#### Gösterilen metin:

Tekil Mesaj gösterimi
Alt 27 Mart 2025, 15:47   #16
Çevrimdışı
shera_hanif Doğrulanmış Üye
Kullanıcıların profil bilgileri misafirlere kapatılmıştır.
IF Ticaret Sayısı: (0)
IF Ticaret Yüzdesi:(%)
LİLİTH (yahudi ve anadolu bakışı)




mitolojik açıdan farklı bir anlatım...

Yahudi efsanesine göre ay ve güneş sevgiliydi ama tartışıyorlardı. Tanrı onların çekişmelerinden bıktı ve onları gökyüzünün karşıt uçlarına ayırdı. Ayrıca kocasına itaat etmediği için ceza olarak ayın parlak ışığını aldı. Utancından, sanki bir soğanın sertleşmiş katmanları gibi kendi etrafında kabuk üstüne kabuk büyümüştü. Kızı Lilith bu yüzüklerden ve bu utançtan doğmuştu.
Tanrı Âdem’i yarattığında Âdem bir eş bulmakta yalnızlaştı. Tanrı farklı hayvanları huzuruna çıkardı ama Âdem onlardan seçim yapmadı. Tanrı daha sonra Lilith'i düşündü ve onun en yeni yaratılışının eşi olup olmayacağını sordu. Lilith, Âdem’e baktı ve onun güzelliğini güneşin güzelliğine benzeterek kabul etti. Ancak çok geçmeden sıkıldı ve kendisi ay ışığından yapılmışken çamurdan yapılmış bir yaratığın altına yatmayı reddetti. Kısmen küçük çocuk yüzlerine sahip oldukları için çok sevdiği meleklerle birlikte yaşamak üzere Eden'den ayrıldı.

#### Konum işaretleme kayıtları:
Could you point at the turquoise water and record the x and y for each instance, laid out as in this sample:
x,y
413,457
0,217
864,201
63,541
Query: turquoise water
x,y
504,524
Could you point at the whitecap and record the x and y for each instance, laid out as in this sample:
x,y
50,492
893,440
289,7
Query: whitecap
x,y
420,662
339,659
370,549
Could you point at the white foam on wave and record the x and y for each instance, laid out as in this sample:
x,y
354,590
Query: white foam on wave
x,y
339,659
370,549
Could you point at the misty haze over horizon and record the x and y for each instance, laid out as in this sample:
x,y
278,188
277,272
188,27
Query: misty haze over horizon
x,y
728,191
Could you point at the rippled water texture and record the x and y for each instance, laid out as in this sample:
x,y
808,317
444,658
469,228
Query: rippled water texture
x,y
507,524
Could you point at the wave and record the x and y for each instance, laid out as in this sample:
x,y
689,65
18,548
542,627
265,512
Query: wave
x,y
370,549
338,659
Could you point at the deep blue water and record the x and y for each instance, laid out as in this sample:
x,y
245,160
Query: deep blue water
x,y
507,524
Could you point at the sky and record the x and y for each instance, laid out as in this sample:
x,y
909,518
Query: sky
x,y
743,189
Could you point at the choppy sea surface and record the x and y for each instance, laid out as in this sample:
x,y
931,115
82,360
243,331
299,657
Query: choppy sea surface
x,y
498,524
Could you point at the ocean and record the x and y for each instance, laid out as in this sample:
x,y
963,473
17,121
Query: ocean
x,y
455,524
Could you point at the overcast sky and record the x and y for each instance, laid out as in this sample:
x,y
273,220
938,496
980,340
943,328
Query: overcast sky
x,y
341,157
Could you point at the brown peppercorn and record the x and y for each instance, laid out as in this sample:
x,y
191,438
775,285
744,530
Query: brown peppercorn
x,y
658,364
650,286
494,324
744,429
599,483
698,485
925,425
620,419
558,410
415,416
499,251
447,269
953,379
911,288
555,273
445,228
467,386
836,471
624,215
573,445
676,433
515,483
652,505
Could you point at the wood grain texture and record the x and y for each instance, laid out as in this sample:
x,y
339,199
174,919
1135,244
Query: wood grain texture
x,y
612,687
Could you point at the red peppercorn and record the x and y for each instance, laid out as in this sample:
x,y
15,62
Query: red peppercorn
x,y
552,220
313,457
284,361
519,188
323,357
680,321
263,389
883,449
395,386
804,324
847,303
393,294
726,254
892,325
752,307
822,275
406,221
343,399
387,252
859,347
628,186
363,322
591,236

#### Yazılı görevler:
**1.** Lilith metnine göre aşağıdaki soruları yanıtlayın:
(a) Tanrı ay ile güneşi neden gökyüzünün karşıt uçlarına ayırdı?
(b) Lilith neyden doğmuştu?
(c) Lilith, Âdem'in güzelliğini neyin güzelliğine benzetti?
**2.** Lilith metnini kaldığı yerden sürdürün.

#### Sıralı yanıtlar:
**1.**
(a) Onların çekişmelerinden bıktığı için.
(b) Ayın etrafında büyüyen kabuklardan, yani bu yüzüklerden ve ayın utancından.
(c) Güneşin güzelliğine.

**2.**
Tanrı, Lilith’ in kendisiyle yaptığı anlaşmaya karşı gelmesine öfkelendi ve onu Ölü Deniz'e attı. Efsanelerin değişmeye başladığı yer burasıdır. Bazılarında bir iblisin eşi olur ve ona binlerce iblis çocuğu doğurur, diğerlerinde ise acı ve öfkesiyle insan çocuklarını öldüren bir gece iblisine dönüşür. Başka varyasyonlar da var.
Yaradılışta yemiştir bilme meyvesini kadın. Kadın bilmek, öğrenmek, yaşamak ister. Kadın rahminin bereketi soyu devam ettirmiştir, yeryüzü yaşamıştır. Yaşasın yeryüzü! İyi ve kötü, Kabil ve Habil, Lilith ve Havva, Âdem.
Bakireler Tanrıçası, güçlü özne, lanetlenmiş Lilith’ in günümüzde “Albastı, Alkarısı” adıyla bilinen, loğusa kadınların korkulu rüyası “cin, şeytan” olarak var oluşu, Tanrı – devlet – erkek egemenliğin korkusu mu? Yok canım, Anadolu’mun loğusa depresyonunu motifleyişi.
Lilith, Âdem’e âşıktır, Âdem de Lilith’te. Bir gün canı sevişmek ister Âdem’in, yeryüzü yaşasın diye. Koskoca Lilith, sor bakalım o isteyecek mi?
“Ey Âdem: Ben de birim seninle, sen de birsin benimle.”
“Sen çöpten yaratıldın Lilith.”
“Bu devirde ne çöpü Ey Âdem! Ambalajından çıkacak, çürüyecek ne var?”
“Sen kaburgamdan yaratıldın Lilith.”
“Öyleyse neden istiyorsun benden çocuk? Kaburgalarını ufala toprağa serp. Gök yarılsın, soyun yürüsün!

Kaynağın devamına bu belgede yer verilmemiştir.